+++ Input records

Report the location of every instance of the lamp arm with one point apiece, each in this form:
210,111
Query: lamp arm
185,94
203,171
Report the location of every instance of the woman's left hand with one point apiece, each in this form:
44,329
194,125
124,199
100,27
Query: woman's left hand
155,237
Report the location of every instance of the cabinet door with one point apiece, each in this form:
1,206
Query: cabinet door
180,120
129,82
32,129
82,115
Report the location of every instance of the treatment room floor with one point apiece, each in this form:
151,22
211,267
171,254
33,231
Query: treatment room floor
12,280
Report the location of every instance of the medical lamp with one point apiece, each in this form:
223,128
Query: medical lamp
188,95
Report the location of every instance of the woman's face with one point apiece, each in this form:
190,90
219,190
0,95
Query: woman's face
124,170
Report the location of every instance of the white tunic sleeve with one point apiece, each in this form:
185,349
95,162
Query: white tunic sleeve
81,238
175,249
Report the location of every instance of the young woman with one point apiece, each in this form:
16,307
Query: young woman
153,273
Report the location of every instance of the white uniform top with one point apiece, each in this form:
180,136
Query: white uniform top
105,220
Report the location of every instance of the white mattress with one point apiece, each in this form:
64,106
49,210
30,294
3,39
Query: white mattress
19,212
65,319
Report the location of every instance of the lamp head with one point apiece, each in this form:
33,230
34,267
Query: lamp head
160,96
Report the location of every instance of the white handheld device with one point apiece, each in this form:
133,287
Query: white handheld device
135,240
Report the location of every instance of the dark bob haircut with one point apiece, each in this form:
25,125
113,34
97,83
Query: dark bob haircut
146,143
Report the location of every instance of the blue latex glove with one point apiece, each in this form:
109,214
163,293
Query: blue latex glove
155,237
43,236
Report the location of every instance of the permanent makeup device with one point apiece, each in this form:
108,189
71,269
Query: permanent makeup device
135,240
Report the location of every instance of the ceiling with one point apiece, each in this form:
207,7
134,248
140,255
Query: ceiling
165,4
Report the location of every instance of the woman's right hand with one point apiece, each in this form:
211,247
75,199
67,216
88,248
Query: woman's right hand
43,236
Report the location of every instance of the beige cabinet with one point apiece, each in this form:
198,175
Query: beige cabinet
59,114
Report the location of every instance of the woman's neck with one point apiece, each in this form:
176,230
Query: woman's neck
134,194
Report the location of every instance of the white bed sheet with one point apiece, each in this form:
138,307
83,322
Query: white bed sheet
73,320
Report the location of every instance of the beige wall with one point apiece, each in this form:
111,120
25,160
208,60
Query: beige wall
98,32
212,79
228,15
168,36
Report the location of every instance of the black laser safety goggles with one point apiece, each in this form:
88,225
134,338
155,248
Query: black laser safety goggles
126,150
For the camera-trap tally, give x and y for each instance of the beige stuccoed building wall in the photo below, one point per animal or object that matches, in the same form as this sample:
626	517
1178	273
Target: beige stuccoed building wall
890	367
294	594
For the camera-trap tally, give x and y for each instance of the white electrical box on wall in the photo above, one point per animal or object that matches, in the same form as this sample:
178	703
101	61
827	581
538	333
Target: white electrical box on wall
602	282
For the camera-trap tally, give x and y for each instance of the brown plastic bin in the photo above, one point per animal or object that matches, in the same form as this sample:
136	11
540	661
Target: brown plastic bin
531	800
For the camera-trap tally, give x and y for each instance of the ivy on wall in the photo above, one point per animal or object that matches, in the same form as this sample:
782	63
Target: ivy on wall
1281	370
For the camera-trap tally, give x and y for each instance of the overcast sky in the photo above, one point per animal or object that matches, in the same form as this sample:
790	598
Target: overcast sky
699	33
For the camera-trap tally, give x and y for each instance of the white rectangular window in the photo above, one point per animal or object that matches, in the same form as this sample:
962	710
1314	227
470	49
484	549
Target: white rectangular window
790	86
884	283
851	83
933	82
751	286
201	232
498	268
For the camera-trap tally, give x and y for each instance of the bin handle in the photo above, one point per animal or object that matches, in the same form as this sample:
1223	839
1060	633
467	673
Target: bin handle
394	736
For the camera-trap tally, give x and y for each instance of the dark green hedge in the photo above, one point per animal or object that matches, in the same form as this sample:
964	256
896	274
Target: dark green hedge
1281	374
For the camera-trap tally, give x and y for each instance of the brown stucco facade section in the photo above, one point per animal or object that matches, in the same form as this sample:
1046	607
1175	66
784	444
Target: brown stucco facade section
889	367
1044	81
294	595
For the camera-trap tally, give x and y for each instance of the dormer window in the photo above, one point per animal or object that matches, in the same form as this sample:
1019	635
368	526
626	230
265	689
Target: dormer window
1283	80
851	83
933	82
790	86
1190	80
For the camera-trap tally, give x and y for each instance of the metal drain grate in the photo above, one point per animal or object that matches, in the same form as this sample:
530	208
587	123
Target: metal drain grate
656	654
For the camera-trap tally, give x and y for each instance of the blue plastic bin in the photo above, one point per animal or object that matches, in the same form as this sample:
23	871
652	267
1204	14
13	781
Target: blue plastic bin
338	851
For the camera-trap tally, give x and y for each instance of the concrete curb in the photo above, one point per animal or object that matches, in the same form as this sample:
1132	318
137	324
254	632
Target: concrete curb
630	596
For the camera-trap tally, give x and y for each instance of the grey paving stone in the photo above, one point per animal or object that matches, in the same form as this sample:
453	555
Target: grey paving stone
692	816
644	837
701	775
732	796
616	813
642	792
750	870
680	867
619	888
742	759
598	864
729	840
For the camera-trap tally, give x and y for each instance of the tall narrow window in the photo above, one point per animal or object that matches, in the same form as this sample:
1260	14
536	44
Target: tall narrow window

++++++

## What to do:
Reproduce the full block of data exactly, omitting nothing.

## Completed exercise:
Report the location of every instance of the lamp arm with one point apiece, each in this form:
210,111
Query: lamp arm
185,94
203,171
Report the location of every instance of the woman's left hand with one point apiece, each in this form:
44,329
194,125
124,199
100,27
Query: woman's left hand
155,237
Report the location of every instance of the cabinet door with one point apiece, each in this form:
1,206
Query: cabinet door
180,120
129,82
32,129
82,115
Report the location of every instance of the treatment room floor with one point apiece, each in this form:
151,22
211,267
171,254
33,231
Query: treatment room floor
12,280
Report the location of every instance of the medical lamp with one point apiece, each in this form:
223,128
Query: medical lamp
188,95
Report the location of every instance of the woman's face with one point apiece, each in this form:
190,90
219,190
0,95
Query: woman's face
124,170
Report the location of every instance of the white tunic sleeve with one point apiece, each in this form:
185,349
95,162
Query: white tunic sleeve
81,238
175,249
Report the location of every instance of the young woman with one point apiece, each in this form:
16,307
Query: young woman
153,273
Report the location of every instance of the white uniform top with one point apiece, each in this form:
180,136
Query: white uniform top
105,220
Report the location of every instance of the white mattress with one point apiece, each in this form:
64,106
49,210
30,294
3,39
Query: white mattress
19,212
65,319
Report the location of every instance of the lamp head with one point apiece, each in this form:
33,230
34,267
Query: lamp head
160,96
Report the location of every instance of the white handheld device with one point apiece, each in this form:
133,287
Query: white handheld device
135,240
Report the location of every instance of the dark bob haircut with one point apiece, each in this form:
25,125
113,34
97,83
Query: dark bob haircut
146,143
Report the location of every instance of the blue latex glove with one point apiece, each in this form:
109,214
163,293
Query: blue latex glove
155,237
43,236
Report the location of every instance of the permanent makeup device with one point apiece, each in this form:
108,189
71,269
Query: permanent makeup device
135,240
Report the location of every instance of the ceiling with one point apiece, each in this form:
207,7
134,248
140,255
Query: ceiling
165,4
Report the location of every instance of the woman's right hand with one point apiece, each in this form:
211,247
75,199
67,216
88,248
Query: woman's right hand
43,236
Report the location of every instance of the beige cabinet with one point apiece, each in this form:
198,175
Query: beige cabinet
59,114
Report the location of every instance of the woman's neck with one point apiece, each in this form:
176,230
Query: woman's neck
134,194
Report the location of every instance of the white bed sheet with one point apiece, each in this form:
138,307
83,322
Query: white bed sheet
73,320
Report the location of every instance of the beige wall with one point apiece, each in this form:
111,120
25,160
208,60
Query: beige wall
98,32
212,79
228,15
168,36
Report the location of every instance of the black laser safety goggles with one point apiece, each in this form:
88,225
134,338
155,248
Query: black laser safety goggles
126,150
For the camera-trap tally, give x and y for each instance of the beige stuccoed building wall in the photo below, one point per animal or object that matches, in the same form as this sample:
626	517
1178	273
Target: beige stuccoed building wall
890	367
294	594
For the camera-trap tally, give x and y for each instance of the white electrical box on wall in the photo above, one point per animal or object that matches, in the same form as this sample:
178	703
101	61
827	581
538	333
Target: white electrical box on wall
602	282
For the camera-trap tally, give x and y for each instance of the brown plastic bin in the photo above, one point per animal or object that matches, in the same form as this sample:
136	11
540	661
Target: brown plastic bin
531	800
For the camera-trap tally, give x and y for each instance of the ivy on wall in the photo above, one point per animal or object that matches, in the same form as this sample:
782	63
Target: ivy on wall
1281	370
For the camera-trap tally, give x and y for each instance of the overcast sky in the photo above, one point per animal or object that matches, in the same form as this sample:
790	598
Target: overcast sky
699	33
For the camera-trap tally, give x and y for each instance of the white rectangular window in the photo above, one point per animal or object that matches, in the same form as this sample:
962	710
1314	227
470	49
484	549
Target: white rectangular window
790	86
884	283
851	83
933	82
751	286
201	232
498	268
For the camera-trap tally, give x and y for each instance of the bin handle in the photo above, one point per animal or object that matches, in the same form as this sample:
1223	839
1060	633
467	673
Target: bin handle
394	736
For the camera-trap tally, give x and y for each instance of the dark green hedge in the photo above, one point per animal or object that matches, in the same form as this sample:
964	256
896	274
Target: dark green hedge
1281	374
For the camera-trap tally, give x and y for each instance of the brown stucco facade section in the photo above, one point per animal or object that matches, in the same form as this sample:
1046	607
1175	66
784	444
Target: brown stucco facade section
889	367
1044	81
294	595
For the camera-trap tally, give x and y for each instance of the dormer window in the photo above, one point per animal or object that matches, in the same form as this sample:
1019	635
368	526
626	230
265	689
Target: dormer window
1283	80
851	83
933	82
790	86
1190	80
For the camera-trap tally, give x and y for each instance of the metal drain grate in the photo above, one point per animal or object that matches, in the same form as this sample:
530	208
587	123
Target: metal drain grate
656	654
For the camera-trap tally, give x and y for each instance of the blue plastic bin in the photo above, one point per animal or object that matches, in the same form as this sample:
23	871
652	267
1204	14
13	781
Target: blue plastic bin
338	851
For the camera-trap tally, give x and y for each instance of the concrete curb in the photo above, one point per animal or object that matches, in the same form as this sample:
1132	318
137	324
254	632
Target: concrete curb
630	596
For the camera-trap tally, give x and y for each instance of the grey paving stone in the photo above, one point per animal or object that matches, in the same form as this sample:
453	555
Target: grey paving stone
692	816
644	837
701	775
732	796
616	813
642	792
750	870
680	867
619	888
742	759
598	864
729	840
For the camera-trap tally, give x and y for each instance of the tall narrow window in the photo above, one point per animal or object that matches, in the same form as this sample:
1260	14
536	44
Target: tall narrow window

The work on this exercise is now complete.